Faces and Hearts

There is a brokenness /out of which comes the unbroken/a shatteredness/out of which blooms the unshatterable. – Rashani

I’m reading a friend’s book: Losing Face by Kathy Torpie. I knew Kathy in Hawaii when we both lived and worked at Kalani Honua in 1993 and found her again recently through Facebook. A surprise and a gift. She uses the poem by Rashani in her book and relates the story of how she regained her face, shattered in an accident, and renewed herself after being hit head on by a drunk driver. She’s spent the intervening years since with surgeries and recovery.  

Here’s a sentence I underlined in the early pages: “Every day every one of us puts on a ‘face’ for the world, hiding the unacceptable from view.”

I began wondering why I often define myself as wearing many hats and changing them often, sometimes with blinding speed. And I wondered if by changing hats, I’m also changing the face I present.  Am I hiding something “unacceptable from view” with that action or have I simply lost track of which face goes with which hat?

The press and tumult of our lives right now often feels like being faced with a constant barrage of drunk drivers, but so far, no one I know has completely crashed and burned. I see it in the news: the Gulf Coast is being hit with a force so devastating and so big it may not recover for many years; men have died in the crush of mine accidents; people continue to sicken and die in Hati; earthquakes rumble around the world regularly; and Wall Street, acting like a drunken driver, is speeding its way into another crisis. 

It’s a daily gift to sit here quietly in the morning, beside my window, and gauge the day.

Although here’s an interesting realization – even in my writing I put on a face – the face of the spiritual blogger, the spiritual teacher. THE ONE WHO IS WISE. Well, that’s probably not necessary in caps, but you get the idea. Is that face any different from the one I live inside?

Years ago, when I could affect such things as face wrinkles, I noticed that frown lines were forming between my eyebrows. So when home, I stuck a piece of Scotch Tape between my eyes so I’d notice when I frowned and train myself to stop doing it. I managed to avoid deep wrinkles between my eyebrows that way, but I didn’t stop them from moving elsewhere.  But I also know, from looking at old head shots, that my eyes were more angry and frightened in those days than they are now.

Requirement
Retype, without alteration, the portion of the essay on faces between "I’m reading a" and "with surgeries and recovery.", inclusive.

Extracted material

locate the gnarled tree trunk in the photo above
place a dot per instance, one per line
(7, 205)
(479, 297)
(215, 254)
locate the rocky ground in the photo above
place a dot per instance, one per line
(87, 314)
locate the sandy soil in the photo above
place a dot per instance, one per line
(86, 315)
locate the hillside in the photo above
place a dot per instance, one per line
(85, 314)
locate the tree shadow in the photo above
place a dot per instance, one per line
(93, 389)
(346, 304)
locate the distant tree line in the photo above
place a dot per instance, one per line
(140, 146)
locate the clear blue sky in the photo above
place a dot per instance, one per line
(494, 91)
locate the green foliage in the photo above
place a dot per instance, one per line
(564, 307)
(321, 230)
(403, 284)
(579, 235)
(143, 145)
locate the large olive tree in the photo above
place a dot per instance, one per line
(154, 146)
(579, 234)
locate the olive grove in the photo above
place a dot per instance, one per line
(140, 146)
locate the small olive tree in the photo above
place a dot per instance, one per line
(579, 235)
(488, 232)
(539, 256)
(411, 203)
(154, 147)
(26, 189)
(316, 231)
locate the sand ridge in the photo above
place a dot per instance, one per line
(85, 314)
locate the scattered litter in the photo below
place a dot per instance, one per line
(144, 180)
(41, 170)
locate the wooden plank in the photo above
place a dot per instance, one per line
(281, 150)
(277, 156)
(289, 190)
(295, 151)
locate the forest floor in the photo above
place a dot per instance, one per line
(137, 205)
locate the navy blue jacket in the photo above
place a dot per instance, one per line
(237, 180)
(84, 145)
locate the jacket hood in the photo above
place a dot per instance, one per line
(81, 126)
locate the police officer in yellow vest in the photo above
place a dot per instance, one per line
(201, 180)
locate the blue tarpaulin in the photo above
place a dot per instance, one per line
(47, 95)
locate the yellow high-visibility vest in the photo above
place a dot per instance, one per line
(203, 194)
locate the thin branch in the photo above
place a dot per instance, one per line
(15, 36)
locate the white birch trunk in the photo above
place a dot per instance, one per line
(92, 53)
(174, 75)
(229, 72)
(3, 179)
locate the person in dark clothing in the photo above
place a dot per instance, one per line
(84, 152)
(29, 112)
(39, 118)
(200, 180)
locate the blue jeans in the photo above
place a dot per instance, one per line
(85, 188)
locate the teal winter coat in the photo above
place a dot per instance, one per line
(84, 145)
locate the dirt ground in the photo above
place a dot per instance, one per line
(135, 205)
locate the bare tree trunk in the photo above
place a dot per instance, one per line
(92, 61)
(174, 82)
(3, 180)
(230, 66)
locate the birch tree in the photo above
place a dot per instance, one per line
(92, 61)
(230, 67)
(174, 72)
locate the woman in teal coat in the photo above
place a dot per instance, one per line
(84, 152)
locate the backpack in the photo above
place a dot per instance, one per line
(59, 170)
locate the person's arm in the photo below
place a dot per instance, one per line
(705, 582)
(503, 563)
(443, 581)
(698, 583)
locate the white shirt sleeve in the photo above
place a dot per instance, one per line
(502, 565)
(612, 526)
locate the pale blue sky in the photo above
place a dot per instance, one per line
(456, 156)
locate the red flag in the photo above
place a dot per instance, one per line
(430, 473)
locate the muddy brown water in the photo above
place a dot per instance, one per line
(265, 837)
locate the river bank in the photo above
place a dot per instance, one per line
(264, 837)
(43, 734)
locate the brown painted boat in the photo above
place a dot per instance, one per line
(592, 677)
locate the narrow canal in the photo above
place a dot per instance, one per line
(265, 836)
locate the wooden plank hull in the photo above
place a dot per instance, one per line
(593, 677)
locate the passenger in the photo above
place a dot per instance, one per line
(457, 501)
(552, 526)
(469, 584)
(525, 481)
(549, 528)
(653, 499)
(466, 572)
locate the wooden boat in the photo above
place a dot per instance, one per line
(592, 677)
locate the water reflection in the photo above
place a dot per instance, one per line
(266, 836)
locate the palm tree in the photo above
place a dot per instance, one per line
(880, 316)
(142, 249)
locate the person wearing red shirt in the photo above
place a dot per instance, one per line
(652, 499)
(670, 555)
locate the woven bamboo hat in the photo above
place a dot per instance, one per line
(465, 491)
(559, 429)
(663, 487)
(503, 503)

Expected answer
I’m reading a friend’s book: Losing Face by Kathy Torpie. I knew Kathy in Hawaii when we both lived and worked at Kalani Honua in 1993 and found her again recently through Facebook. A surprise and a gift. She uses the poem by Rashani in her book and relates the story of how she regained her face, shattered in an accident, and renewed herself after being hit head on by a drunk driver. She’s spent the intervening years since with surgeries and recovery.